__Teks Bacaan__
%%

Sejak itu ia memilih menjadi kurir independen dengan mengantarkan makanan atau barang, khususnya dari usaha dan bisnis milik orang Indonesia di Melbourne, seperti restoran Diana's Kitchen.
Namun karena aturan pembatasan sosial yang diperketat di Melbourne, maka diperlukan penyesuaian bagi para pengemudi.
Seperti yang diakui Melky dan Yalti, tidak boleh ada kontak fisik dengan pelanggan saat mengirimkan makanan atau barang.
Hal lainnya adalah mengantongi izin kerja, terlebih setelah Melbourne telah memberlakukan larangan keluar rumah setelah jam 8 malam, atau istilahnya 'curfew'.
Kesempatan bisa 'silaturahmi'
Dari sisi penghasilan Yalti mengatakan penghitungan upah yang diberikan berdasarkan jarak pengiriman barang atau makanan.
"Income [penghasilan] sebenarnya bisa besar sekali saat ini kalau dikerjakan sendiri, tetapi saya lebih senang berbagi dengan komunitas," kata Yalti.
Yalti juga merasakan manfaat lain dengan menjadi 'driver' jasa layanan antar, yakni memberinya kesempatan untuk berkenalan masyarakat Indonesia yang ada di Melbourne dan sekitarnya.

%%

__Data yang Diberikan__

%%

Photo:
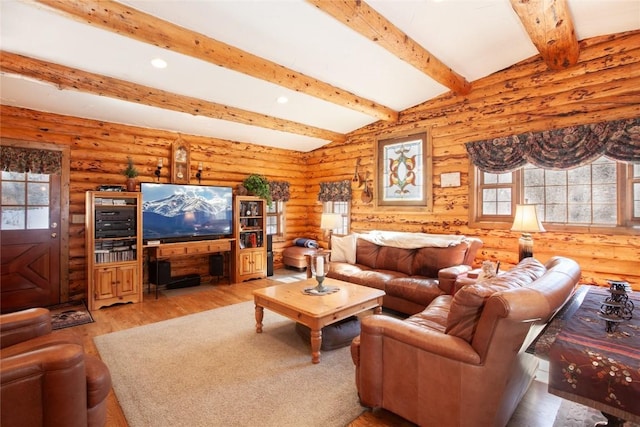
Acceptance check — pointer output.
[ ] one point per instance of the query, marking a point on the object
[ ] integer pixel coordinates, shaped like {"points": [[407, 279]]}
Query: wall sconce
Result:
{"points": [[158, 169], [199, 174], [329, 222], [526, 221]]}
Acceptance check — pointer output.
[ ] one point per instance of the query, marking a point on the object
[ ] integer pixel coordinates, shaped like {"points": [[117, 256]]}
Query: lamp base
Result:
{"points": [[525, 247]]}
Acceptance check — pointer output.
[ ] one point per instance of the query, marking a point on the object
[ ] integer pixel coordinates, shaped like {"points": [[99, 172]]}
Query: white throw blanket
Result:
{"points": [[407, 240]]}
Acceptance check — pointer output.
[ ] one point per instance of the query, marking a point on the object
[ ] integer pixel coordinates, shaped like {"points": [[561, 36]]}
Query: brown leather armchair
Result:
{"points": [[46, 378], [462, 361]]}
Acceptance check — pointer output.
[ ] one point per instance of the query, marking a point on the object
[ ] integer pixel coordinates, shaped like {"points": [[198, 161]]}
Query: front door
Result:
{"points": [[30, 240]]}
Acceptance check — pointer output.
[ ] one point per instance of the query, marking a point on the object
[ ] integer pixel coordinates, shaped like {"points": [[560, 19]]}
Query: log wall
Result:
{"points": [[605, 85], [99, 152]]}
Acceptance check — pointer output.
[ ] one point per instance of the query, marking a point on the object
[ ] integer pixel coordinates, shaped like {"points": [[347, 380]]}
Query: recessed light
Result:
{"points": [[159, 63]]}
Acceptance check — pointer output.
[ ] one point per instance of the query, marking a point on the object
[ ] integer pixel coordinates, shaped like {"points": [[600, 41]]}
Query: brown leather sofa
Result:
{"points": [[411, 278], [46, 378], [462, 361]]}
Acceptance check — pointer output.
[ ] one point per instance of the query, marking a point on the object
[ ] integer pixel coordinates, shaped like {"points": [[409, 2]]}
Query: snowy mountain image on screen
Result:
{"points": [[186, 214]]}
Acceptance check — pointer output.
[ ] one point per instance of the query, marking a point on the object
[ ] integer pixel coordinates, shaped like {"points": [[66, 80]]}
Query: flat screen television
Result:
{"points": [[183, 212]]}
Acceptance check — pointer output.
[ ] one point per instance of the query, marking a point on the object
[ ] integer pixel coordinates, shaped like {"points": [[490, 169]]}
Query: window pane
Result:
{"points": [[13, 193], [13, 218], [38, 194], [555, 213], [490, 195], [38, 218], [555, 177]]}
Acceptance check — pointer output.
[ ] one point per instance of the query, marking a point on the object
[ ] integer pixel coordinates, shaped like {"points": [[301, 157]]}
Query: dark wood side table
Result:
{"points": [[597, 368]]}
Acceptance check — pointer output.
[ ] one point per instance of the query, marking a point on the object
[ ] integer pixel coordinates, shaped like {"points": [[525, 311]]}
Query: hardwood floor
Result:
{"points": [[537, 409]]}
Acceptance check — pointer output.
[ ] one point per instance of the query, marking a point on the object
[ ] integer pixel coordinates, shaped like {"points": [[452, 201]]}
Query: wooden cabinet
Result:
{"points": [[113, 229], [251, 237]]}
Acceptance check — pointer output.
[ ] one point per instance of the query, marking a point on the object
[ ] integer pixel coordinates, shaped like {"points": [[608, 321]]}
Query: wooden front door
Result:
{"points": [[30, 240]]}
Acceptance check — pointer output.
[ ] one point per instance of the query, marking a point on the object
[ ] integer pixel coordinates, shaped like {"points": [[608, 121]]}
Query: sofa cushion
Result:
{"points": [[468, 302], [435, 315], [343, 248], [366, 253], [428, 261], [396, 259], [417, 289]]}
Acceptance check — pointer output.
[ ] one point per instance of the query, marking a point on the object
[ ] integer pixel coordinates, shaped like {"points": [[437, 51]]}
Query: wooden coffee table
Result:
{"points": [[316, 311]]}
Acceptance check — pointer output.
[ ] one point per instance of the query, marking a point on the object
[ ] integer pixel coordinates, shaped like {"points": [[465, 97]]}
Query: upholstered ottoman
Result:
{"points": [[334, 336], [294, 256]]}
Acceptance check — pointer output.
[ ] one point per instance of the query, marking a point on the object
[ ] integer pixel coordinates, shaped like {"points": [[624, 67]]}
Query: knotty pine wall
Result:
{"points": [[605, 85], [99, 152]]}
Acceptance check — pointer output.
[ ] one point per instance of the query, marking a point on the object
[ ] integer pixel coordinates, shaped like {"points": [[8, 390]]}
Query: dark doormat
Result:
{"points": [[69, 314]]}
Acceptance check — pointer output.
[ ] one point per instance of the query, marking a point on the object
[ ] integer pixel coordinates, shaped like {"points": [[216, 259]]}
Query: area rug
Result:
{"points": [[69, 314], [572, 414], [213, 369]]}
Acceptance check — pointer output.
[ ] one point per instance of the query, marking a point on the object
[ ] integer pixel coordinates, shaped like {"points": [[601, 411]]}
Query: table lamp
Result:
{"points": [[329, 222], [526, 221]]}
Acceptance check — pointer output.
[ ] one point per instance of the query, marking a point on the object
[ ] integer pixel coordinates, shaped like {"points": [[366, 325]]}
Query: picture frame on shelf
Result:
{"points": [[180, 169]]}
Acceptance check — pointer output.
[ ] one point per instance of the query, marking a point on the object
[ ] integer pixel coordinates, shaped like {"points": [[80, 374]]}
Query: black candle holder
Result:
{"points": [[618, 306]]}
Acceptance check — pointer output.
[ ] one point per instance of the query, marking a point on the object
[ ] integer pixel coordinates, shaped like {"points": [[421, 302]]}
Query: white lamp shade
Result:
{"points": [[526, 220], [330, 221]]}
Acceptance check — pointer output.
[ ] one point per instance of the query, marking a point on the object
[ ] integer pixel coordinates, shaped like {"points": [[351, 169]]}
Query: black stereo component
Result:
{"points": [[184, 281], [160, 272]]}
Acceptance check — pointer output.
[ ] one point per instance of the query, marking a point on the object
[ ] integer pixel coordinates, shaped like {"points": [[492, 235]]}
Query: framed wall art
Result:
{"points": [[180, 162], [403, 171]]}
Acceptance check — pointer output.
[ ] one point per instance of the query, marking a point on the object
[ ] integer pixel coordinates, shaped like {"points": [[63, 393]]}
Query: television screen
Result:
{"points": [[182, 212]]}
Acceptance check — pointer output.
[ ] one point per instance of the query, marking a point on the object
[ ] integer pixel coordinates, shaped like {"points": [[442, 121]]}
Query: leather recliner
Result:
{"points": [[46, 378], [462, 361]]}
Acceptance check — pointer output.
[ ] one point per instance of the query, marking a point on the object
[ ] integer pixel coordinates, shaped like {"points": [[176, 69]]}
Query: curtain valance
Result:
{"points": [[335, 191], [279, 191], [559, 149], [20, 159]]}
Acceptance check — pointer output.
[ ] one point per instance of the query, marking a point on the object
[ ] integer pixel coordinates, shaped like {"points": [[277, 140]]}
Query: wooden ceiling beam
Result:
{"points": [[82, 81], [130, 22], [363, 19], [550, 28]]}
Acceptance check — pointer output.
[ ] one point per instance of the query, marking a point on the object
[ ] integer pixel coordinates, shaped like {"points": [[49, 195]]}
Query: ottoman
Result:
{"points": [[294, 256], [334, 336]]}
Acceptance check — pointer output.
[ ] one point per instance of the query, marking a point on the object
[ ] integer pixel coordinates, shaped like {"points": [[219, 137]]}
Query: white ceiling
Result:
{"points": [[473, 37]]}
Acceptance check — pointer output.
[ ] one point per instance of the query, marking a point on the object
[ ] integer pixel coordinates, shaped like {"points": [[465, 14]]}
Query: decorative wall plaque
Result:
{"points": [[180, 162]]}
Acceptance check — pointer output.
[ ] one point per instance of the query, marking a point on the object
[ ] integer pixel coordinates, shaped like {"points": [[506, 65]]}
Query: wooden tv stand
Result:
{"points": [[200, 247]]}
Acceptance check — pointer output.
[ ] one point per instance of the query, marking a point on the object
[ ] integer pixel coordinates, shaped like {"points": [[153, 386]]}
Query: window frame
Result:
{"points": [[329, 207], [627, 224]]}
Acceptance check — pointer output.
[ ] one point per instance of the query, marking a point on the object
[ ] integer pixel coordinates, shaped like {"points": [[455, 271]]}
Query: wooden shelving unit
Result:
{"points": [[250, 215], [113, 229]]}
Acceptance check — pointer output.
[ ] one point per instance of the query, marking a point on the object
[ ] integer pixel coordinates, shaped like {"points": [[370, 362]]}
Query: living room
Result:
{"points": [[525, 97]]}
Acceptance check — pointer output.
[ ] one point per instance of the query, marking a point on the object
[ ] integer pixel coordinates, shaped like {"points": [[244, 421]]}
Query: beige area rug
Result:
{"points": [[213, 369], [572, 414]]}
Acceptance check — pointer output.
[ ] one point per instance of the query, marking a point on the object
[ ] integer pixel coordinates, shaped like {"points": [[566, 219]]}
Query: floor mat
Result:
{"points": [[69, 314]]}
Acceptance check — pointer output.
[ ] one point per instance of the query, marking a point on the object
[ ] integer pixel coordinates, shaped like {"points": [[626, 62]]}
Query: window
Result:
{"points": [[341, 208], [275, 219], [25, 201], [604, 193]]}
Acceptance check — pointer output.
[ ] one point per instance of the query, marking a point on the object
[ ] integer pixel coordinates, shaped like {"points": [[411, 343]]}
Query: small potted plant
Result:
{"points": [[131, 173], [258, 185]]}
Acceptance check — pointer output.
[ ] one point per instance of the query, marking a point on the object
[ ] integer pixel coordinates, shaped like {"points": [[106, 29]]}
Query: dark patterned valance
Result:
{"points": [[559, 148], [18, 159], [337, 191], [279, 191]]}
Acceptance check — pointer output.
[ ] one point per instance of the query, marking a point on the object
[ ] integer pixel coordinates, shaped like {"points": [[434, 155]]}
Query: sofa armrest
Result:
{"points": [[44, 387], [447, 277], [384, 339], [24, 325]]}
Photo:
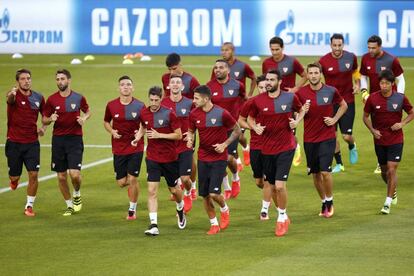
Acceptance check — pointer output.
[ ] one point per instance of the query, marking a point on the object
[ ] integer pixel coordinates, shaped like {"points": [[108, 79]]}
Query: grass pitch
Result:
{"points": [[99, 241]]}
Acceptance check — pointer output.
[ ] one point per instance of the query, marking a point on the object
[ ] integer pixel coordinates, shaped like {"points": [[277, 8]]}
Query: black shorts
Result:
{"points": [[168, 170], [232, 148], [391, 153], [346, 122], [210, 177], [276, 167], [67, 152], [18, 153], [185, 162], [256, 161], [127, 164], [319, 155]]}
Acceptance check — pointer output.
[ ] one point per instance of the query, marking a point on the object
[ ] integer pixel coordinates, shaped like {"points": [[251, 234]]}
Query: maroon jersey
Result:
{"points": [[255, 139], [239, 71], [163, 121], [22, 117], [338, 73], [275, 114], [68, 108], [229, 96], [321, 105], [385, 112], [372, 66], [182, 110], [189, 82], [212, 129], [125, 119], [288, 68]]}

%%
%%

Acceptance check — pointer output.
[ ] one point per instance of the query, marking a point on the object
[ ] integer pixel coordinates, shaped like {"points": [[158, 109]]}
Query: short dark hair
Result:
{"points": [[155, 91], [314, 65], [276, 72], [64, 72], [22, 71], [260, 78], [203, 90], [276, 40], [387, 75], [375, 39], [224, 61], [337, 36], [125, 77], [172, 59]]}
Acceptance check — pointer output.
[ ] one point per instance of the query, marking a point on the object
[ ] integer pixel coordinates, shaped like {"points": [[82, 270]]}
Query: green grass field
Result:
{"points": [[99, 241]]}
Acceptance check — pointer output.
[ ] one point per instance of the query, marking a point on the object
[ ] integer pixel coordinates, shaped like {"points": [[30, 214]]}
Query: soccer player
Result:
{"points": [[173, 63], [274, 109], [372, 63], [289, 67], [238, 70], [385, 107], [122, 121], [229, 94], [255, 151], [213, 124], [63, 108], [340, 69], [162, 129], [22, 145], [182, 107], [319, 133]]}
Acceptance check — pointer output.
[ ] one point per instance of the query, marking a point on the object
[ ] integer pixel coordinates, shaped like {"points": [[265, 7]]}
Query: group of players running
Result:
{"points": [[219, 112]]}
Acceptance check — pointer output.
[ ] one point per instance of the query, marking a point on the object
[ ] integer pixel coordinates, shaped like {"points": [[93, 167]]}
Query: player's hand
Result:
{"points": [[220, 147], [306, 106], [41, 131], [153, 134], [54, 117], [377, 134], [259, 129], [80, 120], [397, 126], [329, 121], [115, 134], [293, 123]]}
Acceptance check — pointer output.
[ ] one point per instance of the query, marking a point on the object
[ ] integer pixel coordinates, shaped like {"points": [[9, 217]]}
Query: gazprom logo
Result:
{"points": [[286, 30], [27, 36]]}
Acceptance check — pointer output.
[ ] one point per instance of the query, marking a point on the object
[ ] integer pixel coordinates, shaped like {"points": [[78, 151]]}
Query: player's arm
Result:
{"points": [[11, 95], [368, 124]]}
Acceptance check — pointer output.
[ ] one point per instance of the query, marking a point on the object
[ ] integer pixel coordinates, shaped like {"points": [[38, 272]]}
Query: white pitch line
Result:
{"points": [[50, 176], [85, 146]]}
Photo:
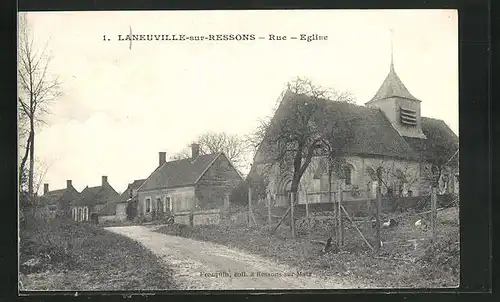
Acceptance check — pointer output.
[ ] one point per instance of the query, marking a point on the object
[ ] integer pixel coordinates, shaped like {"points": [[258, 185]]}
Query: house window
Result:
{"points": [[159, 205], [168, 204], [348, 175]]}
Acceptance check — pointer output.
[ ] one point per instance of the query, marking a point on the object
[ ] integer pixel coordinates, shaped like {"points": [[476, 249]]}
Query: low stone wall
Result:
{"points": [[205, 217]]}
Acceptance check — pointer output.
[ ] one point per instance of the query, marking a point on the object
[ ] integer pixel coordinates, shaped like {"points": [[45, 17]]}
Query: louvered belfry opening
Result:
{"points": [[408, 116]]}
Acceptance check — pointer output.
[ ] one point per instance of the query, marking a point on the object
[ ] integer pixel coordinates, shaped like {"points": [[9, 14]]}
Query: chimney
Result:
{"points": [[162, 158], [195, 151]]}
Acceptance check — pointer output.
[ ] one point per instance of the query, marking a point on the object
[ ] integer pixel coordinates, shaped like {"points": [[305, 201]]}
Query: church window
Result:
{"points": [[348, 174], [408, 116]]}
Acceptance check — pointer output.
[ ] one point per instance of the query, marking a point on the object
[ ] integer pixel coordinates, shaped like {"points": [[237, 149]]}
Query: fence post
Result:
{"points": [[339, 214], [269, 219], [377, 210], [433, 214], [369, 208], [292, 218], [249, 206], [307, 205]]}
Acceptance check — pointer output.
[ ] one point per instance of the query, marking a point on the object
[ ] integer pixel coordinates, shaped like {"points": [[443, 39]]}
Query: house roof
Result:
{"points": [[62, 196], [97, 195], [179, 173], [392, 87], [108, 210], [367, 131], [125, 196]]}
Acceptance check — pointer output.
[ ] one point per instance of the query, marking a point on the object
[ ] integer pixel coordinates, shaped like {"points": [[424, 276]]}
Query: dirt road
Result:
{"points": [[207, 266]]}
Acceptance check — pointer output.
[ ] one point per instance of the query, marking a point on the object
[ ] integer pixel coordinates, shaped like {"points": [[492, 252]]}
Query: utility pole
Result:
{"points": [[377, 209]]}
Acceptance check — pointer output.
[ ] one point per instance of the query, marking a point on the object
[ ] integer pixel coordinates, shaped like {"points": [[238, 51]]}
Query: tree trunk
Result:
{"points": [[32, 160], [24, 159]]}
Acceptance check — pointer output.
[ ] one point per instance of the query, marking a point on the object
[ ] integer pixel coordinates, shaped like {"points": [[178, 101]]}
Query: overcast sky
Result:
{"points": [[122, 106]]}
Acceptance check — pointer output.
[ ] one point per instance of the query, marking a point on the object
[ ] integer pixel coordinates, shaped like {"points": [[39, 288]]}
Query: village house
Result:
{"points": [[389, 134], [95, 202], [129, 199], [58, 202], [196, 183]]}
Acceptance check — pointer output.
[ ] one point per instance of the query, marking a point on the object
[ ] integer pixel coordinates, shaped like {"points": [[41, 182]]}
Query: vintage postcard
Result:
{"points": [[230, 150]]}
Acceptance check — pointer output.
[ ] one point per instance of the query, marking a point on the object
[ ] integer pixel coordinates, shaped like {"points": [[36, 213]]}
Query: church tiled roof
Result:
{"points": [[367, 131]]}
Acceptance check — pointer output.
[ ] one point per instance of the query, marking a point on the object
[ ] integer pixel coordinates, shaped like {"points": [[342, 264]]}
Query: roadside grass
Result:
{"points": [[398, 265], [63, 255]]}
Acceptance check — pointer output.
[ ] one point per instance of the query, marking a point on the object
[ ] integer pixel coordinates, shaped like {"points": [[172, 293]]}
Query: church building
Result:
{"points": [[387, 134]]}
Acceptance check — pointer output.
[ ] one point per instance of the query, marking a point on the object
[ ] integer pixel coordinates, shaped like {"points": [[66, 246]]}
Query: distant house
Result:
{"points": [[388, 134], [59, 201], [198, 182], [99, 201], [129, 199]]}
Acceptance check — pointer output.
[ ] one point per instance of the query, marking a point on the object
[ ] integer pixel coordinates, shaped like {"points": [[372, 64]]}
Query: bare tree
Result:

%%
%%

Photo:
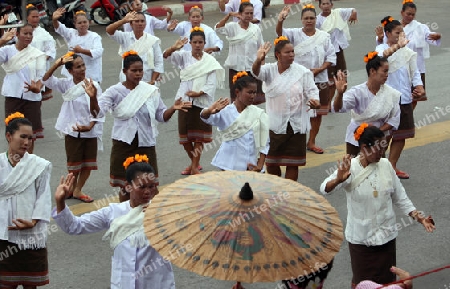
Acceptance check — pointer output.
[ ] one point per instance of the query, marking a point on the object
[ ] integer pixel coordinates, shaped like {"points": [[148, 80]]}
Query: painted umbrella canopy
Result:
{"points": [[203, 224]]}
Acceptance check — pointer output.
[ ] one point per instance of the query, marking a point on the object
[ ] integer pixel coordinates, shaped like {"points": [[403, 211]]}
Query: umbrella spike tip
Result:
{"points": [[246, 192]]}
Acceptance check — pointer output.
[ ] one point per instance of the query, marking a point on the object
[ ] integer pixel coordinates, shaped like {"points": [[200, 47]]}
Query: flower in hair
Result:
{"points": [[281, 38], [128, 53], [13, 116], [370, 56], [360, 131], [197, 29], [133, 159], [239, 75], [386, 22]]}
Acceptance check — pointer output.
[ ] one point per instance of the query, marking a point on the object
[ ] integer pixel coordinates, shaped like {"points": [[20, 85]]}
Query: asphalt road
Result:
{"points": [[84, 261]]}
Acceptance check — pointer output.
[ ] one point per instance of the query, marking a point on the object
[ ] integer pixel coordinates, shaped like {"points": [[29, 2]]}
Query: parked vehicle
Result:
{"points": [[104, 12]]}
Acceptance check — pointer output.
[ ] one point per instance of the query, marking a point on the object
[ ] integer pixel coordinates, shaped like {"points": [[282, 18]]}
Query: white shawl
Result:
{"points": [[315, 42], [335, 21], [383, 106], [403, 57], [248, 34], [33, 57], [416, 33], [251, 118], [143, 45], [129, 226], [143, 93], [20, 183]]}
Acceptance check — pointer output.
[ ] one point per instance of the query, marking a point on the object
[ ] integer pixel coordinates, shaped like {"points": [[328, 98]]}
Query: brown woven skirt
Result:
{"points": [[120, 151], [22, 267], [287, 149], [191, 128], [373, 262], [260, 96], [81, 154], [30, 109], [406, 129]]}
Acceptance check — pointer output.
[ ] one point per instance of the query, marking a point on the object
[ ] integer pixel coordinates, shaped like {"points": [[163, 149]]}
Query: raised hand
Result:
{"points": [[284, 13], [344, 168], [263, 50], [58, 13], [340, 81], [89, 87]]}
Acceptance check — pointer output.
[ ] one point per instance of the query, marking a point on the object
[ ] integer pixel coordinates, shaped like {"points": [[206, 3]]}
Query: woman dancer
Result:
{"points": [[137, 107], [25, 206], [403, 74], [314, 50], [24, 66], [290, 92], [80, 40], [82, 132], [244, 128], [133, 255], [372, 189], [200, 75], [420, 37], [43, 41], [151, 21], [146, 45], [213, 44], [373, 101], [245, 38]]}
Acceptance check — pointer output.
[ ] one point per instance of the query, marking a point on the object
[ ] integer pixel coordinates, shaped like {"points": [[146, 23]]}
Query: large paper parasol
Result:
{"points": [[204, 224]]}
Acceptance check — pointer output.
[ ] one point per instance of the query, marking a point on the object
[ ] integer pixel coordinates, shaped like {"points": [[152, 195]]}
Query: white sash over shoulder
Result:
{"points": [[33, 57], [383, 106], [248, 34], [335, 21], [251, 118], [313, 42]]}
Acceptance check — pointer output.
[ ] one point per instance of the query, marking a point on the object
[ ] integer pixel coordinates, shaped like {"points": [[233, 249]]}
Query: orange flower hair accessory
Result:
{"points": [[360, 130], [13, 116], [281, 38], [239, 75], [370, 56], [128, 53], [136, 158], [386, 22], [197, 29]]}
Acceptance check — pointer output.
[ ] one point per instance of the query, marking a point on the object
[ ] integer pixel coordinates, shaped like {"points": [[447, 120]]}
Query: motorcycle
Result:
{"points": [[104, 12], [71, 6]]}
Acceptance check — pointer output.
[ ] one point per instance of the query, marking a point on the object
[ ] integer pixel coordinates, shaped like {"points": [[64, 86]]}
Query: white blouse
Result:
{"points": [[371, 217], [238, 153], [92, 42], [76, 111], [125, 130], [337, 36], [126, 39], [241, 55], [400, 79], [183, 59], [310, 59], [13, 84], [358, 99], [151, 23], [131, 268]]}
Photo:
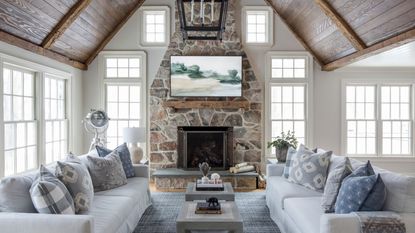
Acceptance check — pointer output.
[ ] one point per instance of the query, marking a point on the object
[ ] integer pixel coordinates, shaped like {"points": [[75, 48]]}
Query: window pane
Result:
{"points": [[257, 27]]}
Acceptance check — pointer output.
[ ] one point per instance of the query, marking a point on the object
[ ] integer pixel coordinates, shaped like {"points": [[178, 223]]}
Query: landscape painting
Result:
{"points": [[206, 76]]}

%%

__Tugas yang Dikerjakan 1__
Menurut teks bacaan, setelah jam berapa Melbourne melarang orang keluar rumah?
__Tugas yang Dikerjakan 2__
Tolong tulis kembali bagian teks bacaan dari "Kesempatan bisa 'silaturahmi'" sampai "barang atau makanan.", dengan menukar "upah" menjadi "imbalan".

__Kolom Jawaban 1__
Setelah jam 8 malam.

__Kolom Jawaban 2__
Kesempatan bisa 'silaturahmi'
Dari sisi penghasilan Yalti mengatakan penghitungan imbalan yang diberikan berdasarkan jarak pengiriman barang atau makanan.